* [ASSIGNED TASK] Return exactly, and only, the lines from the line containing "Could you please indicate the plumage" through the final line of the records below, both included.

* [RECORDS FOR THIS EXERCISE]
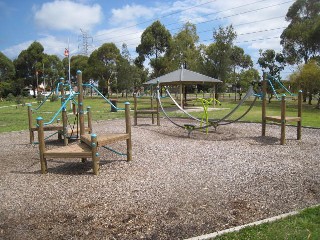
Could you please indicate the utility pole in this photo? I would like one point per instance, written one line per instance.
(85, 42)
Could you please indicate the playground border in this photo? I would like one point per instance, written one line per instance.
(238, 228)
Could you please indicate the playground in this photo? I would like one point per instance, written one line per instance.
(176, 187)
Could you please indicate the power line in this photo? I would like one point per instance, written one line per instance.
(163, 16)
(85, 44)
(215, 19)
(184, 21)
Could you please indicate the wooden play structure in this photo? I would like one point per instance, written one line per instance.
(153, 111)
(64, 128)
(283, 119)
(89, 144)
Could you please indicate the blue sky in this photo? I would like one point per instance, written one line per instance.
(258, 23)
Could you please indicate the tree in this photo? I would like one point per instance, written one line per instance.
(184, 50)
(103, 65)
(7, 73)
(218, 54)
(308, 79)
(272, 63)
(239, 60)
(79, 62)
(27, 64)
(246, 77)
(52, 70)
(300, 40)
(7, 70)
(155, 43)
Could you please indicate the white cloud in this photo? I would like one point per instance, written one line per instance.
(130, 36)
(51, 45)
(129, 14)
(13, 51)
(67, 15)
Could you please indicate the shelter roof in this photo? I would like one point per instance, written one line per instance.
(182, 76)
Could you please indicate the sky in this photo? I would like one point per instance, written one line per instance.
(60, 24)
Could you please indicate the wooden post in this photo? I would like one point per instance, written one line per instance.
(31, 133)
(181, 95)
(264, 103)
(62, 90)
(151, 106)
(65, 127)
(43, 161)
(283, 120)
(128, 131)
(299, 124)
(80, 102)
(95, 154)
(74, 109)
(158, 114)
(89, 119)
(135, 109)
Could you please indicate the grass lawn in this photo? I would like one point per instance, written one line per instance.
(14, 118)
(304, 225)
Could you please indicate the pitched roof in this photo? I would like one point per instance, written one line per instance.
(182, 76)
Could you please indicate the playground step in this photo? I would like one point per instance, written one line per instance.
(287, 119)
(106, 138)
(51, 127)
(79, 150)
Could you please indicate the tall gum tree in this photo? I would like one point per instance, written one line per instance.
(300, 40)
(155, 44)
(27, 64)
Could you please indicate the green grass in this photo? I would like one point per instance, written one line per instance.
(14, 118)
(305, 225)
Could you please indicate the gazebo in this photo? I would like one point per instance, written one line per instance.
(183, 77)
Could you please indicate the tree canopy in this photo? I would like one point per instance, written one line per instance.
(300, 40)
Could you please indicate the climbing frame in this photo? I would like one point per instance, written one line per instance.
(152, 111)
(89, 144)
(282, 119)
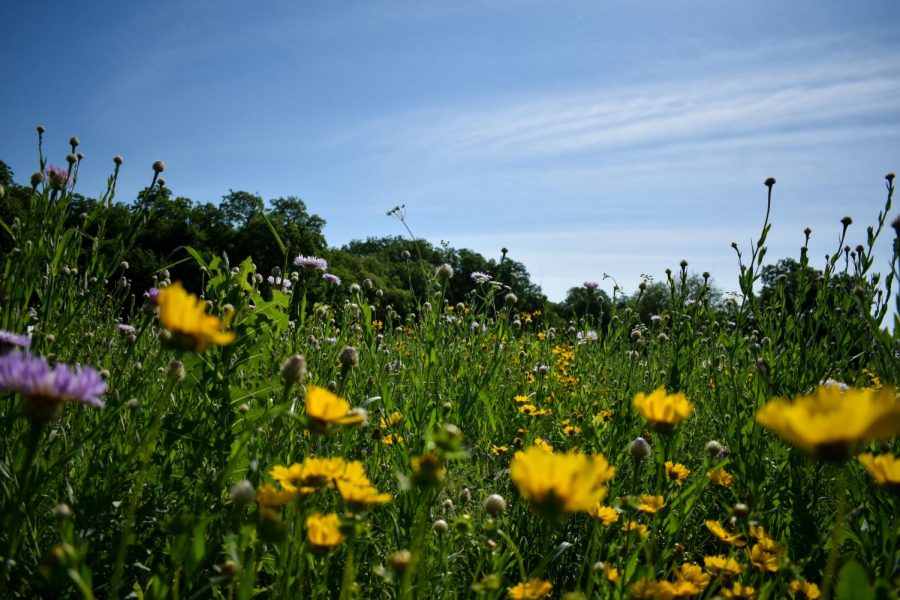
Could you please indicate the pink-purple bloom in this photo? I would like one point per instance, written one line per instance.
(58, 176)
(46, 388)
(311, 263)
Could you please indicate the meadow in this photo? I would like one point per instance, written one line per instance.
(242, 439)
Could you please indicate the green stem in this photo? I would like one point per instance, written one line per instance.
(836, 535)
(145, 452)
(18, 512)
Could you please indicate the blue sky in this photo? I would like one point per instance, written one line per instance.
(588, 137)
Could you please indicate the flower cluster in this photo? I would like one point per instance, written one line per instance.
(45, 389)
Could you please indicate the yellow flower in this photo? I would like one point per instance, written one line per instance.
(676, 472)
(533, 589)
(743, 592)
(717, 530)
(809, 590)
(544, 445)
(184, 316)
(269, 495)
(884, 468)
(649, 503)
(325, 409)
(324, 532)
(556, 483)
(629, 526)
(607, 514)
(694, 575)
(611, 574)
(723, 565)
(720, 477)
(664, 410)
(828, 422)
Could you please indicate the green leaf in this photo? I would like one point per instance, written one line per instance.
(853, 583)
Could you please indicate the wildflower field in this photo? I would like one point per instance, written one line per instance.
(241, 437)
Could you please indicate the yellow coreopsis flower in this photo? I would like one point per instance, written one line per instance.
(184, 316)
(807, 589)
(676, 472)
(606, 514)
(717, 530)
(665, 411)
(720, 477)
(533, 589)
(555, 483)
(324, 532)
(884, 468)
(325, 409)
(827, 423)
(269, 495)
(693, 575)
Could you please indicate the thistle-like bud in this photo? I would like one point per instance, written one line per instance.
(639, 449)
(294, 369)
(495, 505)
(349, 357)
(242, 493)
(399, 561)
(176, 371)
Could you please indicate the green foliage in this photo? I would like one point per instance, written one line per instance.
(154, 495)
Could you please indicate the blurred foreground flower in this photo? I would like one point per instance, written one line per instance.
(45, 389)
(533, 589)
(665, 411)
(556, 483)
(827, 423)
(184, 316)
(324, 532)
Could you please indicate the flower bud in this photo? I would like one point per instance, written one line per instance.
(440, 527)
(495, 505)
(242, 493)
(349, 357)
(639, 448)
(294, 369)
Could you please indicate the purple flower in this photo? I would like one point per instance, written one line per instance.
(45, 388)
(584, 338)
(58, 176)
(10, 340)
(331, 278)
(311, 263)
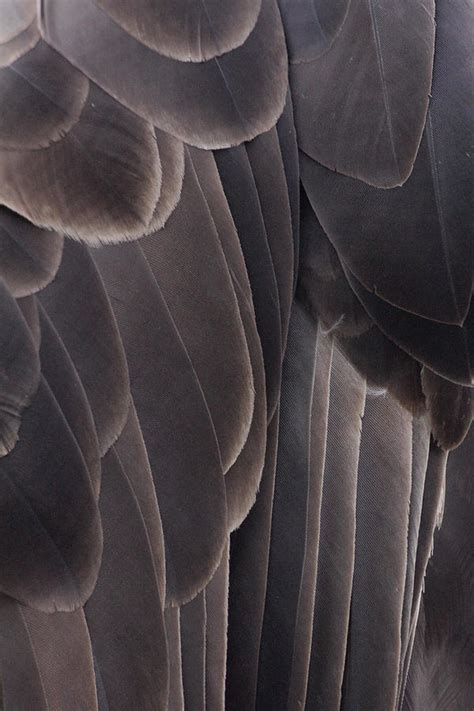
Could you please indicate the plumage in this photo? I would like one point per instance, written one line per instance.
(186, 31)
(241, 193)
(311, 26)
(191, 498)
(125, 614)
(44, 80)
(46, 659)
(372, 82)
(382, 510)
(235, 410)
(224, 103)
(19, 369)
(337, 536)
(304, 395)
(30, 257)
(243, 477)
(114, 154)
(90, 335)
(50, 563)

* [RESPONSE AREA]
Could you please indicate the plumage in this photo? I would like one point per instance, written one line per instance.
(186, 31)
(241, 193)
(311, 26)
(191, 498)
(125, 614)
(44, 80)
(46, 659)
(372, 82)
(382, 510)
(235, 410)
(224, 103)
(19, 369)
(337, 536)
(304, 395)
(30, 257)
(243, 477)
(114, 154)
(90, 335)
(50, 563)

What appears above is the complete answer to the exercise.